>> start Working data
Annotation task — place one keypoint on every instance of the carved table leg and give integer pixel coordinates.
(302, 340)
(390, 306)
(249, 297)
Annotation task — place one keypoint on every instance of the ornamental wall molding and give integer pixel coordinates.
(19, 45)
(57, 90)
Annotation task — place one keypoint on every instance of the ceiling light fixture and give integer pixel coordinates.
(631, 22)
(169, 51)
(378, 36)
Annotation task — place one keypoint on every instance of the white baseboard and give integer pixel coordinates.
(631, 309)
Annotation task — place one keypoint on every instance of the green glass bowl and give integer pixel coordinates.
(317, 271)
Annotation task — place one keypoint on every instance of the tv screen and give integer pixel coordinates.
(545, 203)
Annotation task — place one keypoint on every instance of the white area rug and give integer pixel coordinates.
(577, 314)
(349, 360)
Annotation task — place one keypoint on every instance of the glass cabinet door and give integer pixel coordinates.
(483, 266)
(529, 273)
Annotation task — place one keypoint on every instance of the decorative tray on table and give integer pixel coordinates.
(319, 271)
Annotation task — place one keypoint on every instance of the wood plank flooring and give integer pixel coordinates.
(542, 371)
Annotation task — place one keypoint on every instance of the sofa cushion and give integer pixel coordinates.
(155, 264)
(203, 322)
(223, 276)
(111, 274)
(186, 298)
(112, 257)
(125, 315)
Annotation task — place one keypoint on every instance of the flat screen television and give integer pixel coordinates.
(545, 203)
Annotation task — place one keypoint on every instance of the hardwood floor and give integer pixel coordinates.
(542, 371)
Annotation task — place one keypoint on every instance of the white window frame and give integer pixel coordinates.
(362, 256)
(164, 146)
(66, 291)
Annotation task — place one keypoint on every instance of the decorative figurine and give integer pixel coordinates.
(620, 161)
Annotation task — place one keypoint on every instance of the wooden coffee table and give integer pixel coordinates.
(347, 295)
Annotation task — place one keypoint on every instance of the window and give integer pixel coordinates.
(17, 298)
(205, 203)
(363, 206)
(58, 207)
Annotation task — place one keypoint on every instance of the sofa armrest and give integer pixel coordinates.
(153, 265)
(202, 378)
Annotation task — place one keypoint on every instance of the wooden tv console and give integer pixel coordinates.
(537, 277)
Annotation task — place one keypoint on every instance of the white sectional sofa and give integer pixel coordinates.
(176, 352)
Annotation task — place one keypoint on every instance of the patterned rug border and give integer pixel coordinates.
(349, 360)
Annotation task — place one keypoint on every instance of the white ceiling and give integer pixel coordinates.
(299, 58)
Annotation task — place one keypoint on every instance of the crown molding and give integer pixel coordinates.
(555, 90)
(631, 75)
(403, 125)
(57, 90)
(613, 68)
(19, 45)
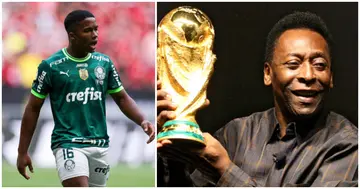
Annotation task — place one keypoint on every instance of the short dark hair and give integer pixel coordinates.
(296, 20)
(75, 17)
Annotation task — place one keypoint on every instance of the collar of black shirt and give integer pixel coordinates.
(302, 130)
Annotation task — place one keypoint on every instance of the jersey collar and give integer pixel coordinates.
(76, 59)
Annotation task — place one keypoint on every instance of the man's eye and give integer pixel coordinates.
(320, 66)
(292, 65)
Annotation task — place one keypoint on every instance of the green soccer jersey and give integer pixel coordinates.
(77, 90)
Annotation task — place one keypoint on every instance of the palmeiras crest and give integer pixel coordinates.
(83, 74)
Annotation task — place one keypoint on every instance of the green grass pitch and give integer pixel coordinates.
(120, 176)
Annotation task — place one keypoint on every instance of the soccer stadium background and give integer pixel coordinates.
(33, 31)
>> end Working data
• [Goal]: Set down the material exactly, every line of it, except for the pictures.

• [Completed task]:
Annotation task — place one keypoint on every instance of the carved table leg and give integer pixel coordinates.
(302, 340)
(390, 306)
(249, 297)
Annotation task — place one keypoint on every instance of the ornamental wall molding and give integer pixel coordinates.
(19, 45)
(57, 90)
Annotation task — place one keypoint on every instance of the ceiling light fixture and give integer pixel coordinates.
(631, 22)
(169, 51)
(378, 36)
Annotation task — place one keypoint on every instance of the white baseboard and give integer pixel coordinates.
(631, 309)
Annotation task — place one keypoint on every instance of the green glass bowl and give integer pixel coordinates.
(317, 271)
Annotation task — place one keypoint on every instance of the tv screen and give integer pixel coordinates.
(545, 203)
Annotation task — place one keypoint on every instance of the white area rug and give integer pixel coordinates.
(577, 314)
(349, 360)
Annotation task — place one keypoint on every instance of the glass cabinet door and give integer pixel coordinates.
(483, 266)
(529, 273)
Annotation task — place one keypoint on every instance of the decorative tray on table and give integer pixel coordinates.
(319, 271)
Annotation task — place one keypoint on every instance of the wood plank flooring and give integer pixel coordinates.
(542, 371)
Annotation task — place one keypoint on every instance of the sofa cushion and give integer pixel coordinates.
(155, 264)
(203, 322)
(223, 276)
(111, 274)
(186, 298)
(112, 257)
(125, 315)
Annotation task — place one keypoint on every instance of the flat screen television and give integer pixel coordinates.
(545, 203)
Annotation task — place one keypoint on every instance of the hardwood floor and give integer pixel coordinates.
(542, 371)
Annotation task — place one keypoint on every instance of the white window frame and give integer pixel coordinates.
(362, 256)
(164, 146)
(66, 291)
Annotation task — place one keypoint on every instance of the decorative figurine and give integer pixel coordinates.
(620, 161)
Annotation task — place one keypoint on every instance of the wooden coffee table and give integer pixel coordinates.
(347, 295)
Annotation task — place one keypoint on every instance of the window and give integer pixel coordinates.
(17, 298)
(205, 203)
(363, 206)
(58, 207)
Annotation task — place one keypoint on every instance of the sofa armrest and give integer pixel coordinates.
(153, 265)
(202, 378)
Annotation task — place one keypoint on every instance of the wooden tv console and give integer pixel coordinates.
(537, 277)
Annotation task — place one keypoint on every instance of the white sectional sofa and give integer pixel coordinates.
(176, 352)
Annotation task — place one keypoint on every instance of the patterned rug border and give integer pixel coordinates.
(349, 360)
Annotation task — place one keypoint on every instance of the white ceiling and give integer pixel coordinates.
(299, 58)
Annotation task — place one keypoint on every instance of the crown molding and give integer pixel coordinates.
(555, 90)
(631, 75)
(403, 125)
(57, 90)
(613, 68)
(19, 45)
Annotation task — place one keypoint on every instance of the short dark hair and give integer pixel coordinates.
(296, 20)
(75, 17)
Annotation task — place one keypoint on every instance of the collar of black shirt and give integer pixel coordinates.
(302, 130)
Annotation task — place one keypoint on every instance of the jersey collar and give integer pixel coordinates.
(76, 59)
Annotation task — place one keypoint on every instance of the man's eye and give integer pixel coordinates.
(320, 66)
(292, 65)
Annotation task — place one keypoint on every instance of the green soccer jersey and give integer pixel coordinates.
(77, 90)
Annotation task — place one keypoint on every instance of the palmeiras crest and give integer pixel coordinates.
(83, 74)
Annotation task — place one keypoint on every instance of the green grass pitch and give integer pixel coordinates.
(120, 176)
Annotation task — place one keypoint on every instance of the soccer stadium background and give integer pixel coordinates.
(33, 31)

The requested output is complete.